**TASK INPUT**
__________
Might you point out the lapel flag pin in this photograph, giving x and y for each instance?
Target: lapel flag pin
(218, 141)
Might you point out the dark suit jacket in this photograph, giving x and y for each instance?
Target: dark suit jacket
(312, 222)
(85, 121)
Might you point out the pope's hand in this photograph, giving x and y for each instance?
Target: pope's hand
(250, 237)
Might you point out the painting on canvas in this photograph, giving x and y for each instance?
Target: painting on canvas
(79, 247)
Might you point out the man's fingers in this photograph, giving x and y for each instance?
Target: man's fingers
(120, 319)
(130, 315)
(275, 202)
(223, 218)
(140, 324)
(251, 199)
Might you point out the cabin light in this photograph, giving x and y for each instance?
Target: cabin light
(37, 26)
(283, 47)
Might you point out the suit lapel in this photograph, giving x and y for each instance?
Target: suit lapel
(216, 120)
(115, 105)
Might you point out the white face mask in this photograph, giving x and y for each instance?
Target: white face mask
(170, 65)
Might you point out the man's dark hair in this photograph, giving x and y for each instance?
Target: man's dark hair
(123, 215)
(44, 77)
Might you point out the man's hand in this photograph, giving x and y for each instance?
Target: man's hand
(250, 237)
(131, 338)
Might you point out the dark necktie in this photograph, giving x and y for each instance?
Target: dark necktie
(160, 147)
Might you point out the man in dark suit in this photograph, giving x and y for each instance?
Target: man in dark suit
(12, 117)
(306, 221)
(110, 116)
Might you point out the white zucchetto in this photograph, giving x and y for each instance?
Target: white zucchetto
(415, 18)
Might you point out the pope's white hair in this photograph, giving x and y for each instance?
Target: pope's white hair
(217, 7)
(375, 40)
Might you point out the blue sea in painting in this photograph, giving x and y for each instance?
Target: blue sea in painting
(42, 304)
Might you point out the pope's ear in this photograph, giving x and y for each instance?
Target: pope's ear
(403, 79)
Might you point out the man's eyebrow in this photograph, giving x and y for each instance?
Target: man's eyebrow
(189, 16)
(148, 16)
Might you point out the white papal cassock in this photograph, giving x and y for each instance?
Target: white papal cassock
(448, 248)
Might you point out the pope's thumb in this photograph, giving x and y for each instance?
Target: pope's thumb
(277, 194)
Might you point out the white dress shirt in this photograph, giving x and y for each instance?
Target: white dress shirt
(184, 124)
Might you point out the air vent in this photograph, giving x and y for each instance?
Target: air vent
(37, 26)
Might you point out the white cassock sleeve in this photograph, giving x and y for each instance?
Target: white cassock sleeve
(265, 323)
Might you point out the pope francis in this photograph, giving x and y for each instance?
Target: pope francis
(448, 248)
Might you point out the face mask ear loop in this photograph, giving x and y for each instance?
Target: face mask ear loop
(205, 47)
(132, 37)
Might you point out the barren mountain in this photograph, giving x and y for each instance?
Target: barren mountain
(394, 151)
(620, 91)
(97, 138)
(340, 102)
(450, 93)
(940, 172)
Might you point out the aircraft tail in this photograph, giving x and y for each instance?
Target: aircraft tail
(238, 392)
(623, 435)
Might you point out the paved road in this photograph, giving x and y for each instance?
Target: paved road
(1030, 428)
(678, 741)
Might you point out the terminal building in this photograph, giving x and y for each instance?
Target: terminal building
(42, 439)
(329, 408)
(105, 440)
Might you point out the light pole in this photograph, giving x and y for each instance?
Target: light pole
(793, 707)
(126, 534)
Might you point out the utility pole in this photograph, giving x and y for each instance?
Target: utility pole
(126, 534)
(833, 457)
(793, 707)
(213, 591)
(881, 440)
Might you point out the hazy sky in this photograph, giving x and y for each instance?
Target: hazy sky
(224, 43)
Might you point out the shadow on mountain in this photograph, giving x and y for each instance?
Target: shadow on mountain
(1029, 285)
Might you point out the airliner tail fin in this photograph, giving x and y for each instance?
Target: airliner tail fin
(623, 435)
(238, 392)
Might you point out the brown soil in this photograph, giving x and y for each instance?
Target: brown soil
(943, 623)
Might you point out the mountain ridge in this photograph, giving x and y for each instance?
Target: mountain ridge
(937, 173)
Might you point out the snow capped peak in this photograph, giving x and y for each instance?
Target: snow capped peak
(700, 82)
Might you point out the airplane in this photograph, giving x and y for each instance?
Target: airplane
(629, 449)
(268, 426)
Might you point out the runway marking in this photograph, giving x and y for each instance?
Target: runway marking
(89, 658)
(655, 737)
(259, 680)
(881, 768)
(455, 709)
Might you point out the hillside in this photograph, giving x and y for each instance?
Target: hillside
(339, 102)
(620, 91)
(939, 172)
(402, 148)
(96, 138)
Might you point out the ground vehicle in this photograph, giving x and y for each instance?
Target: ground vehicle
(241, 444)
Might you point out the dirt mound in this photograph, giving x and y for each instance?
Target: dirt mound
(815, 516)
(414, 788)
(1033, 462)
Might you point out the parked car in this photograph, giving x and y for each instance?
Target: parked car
__________
Which lines of the entries contain "parked"? Count them and write only the number.

**EXERCISE ANSWER**
2